▶ [Source excerpt]
----

I've come up with a little story that I
hope demonstrates what I think is a fundamental difference between the cultures
of Canada and Honduras. Here’s the scenario: A person is in a car going down
the highway, headed for a morning meeting at 9 a.m. Just the day before, this
person fixed their own flat tire, so happens to have a tire iron on the car
floor. As they drive along, they pass another person broken down at the side of
the road with their own flat tire.
What I think would happen in Canada: The
driver passing by might consider stopping, but would check his or her watch and
realize that would make them late for the meeting, and probably get them in
trouble with their boss. The driver would also remember advice from somebody or
other that no one should ever stop at the side of the road to help a random
stranger. And besides, surely the person with the broken-down car would have
BCAA or at the very least a cell phone to be able to call somebody else for
help. So the passer-by would keep on driving, and the meeting would begin on
time.
What I think would happen in Honduras: Not
only would somebody stop to help, but probably three or four more would as well.
They would emerge from their cars greeting each other and spend at least 10 minutes
joking and talking about this or that. At least two people in the group would
discover they were related. Meanwhile, one of the many people who sell tamales,
fried-chicken dinners and fruit on the buses would notice a group starting to
gather, and would come by to sell them food. They’d buy some, perch here and
there along the roadside while sharing food and banter, and eventually they’d patch
up the flat tire with whatever was handy and everybody would get on their way.

----

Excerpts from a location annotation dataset
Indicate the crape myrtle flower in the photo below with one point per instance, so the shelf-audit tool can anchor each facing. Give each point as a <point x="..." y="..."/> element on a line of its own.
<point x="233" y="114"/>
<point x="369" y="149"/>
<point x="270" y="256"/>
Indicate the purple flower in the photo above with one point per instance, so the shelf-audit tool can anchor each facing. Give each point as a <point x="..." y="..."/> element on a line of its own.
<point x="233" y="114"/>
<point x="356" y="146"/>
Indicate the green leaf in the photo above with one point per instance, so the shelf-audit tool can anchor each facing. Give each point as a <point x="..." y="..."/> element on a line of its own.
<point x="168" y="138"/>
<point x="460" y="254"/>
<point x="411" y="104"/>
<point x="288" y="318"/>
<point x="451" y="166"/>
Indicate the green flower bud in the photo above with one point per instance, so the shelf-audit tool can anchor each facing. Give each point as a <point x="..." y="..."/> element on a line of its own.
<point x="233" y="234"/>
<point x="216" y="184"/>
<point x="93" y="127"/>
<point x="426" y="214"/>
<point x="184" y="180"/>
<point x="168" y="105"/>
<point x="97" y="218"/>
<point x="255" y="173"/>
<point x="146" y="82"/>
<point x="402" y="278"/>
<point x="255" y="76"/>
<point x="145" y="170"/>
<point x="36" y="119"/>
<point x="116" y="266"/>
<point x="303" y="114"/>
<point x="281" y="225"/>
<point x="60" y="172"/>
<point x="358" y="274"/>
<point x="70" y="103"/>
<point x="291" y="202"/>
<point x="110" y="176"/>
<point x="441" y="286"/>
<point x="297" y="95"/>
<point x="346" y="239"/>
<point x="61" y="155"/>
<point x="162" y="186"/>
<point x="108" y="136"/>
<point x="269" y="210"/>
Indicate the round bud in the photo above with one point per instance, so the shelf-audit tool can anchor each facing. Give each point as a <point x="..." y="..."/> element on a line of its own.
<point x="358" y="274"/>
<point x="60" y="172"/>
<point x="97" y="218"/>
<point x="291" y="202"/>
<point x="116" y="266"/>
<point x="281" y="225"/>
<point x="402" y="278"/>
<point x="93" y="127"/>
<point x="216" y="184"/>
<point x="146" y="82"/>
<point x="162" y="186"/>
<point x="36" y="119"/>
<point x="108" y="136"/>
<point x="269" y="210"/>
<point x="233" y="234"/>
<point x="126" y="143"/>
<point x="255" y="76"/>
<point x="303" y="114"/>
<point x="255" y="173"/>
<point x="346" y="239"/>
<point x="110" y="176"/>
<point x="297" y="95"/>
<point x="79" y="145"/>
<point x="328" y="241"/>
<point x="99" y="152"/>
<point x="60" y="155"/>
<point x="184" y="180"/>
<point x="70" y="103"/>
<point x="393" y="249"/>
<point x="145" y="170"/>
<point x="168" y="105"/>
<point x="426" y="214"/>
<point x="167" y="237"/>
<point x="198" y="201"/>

----

▶ [Set task 1]
Reproduce the flat-tire story verbatim, from "They would emerge" to "on their way.".
▶ [Set task 2]
List the foods that, according to the flat-tire story, are sold on the buses in Honduras.
The records are not required for any of this work.

▶ [Worked answer 1]
They would emerge from their cars greeting each other and spend at least 10 minutes
joking and talking about this or that. At least two people in the group would
discover they were related. Meanwhile, one of the many people who sell tamales,
fried-chicken dinners and fruit on the buses would notice a group starting to
gather, and would come by to sell them food. They’d buy some, perch here and
there along the roadside while sharing food and banter, and eventually they’d patch
up the flat tire with whatever was handy and everybody would get on their way.

▶ [Worked answer 2]
Tamales, fried-chicken dinners, and fruit.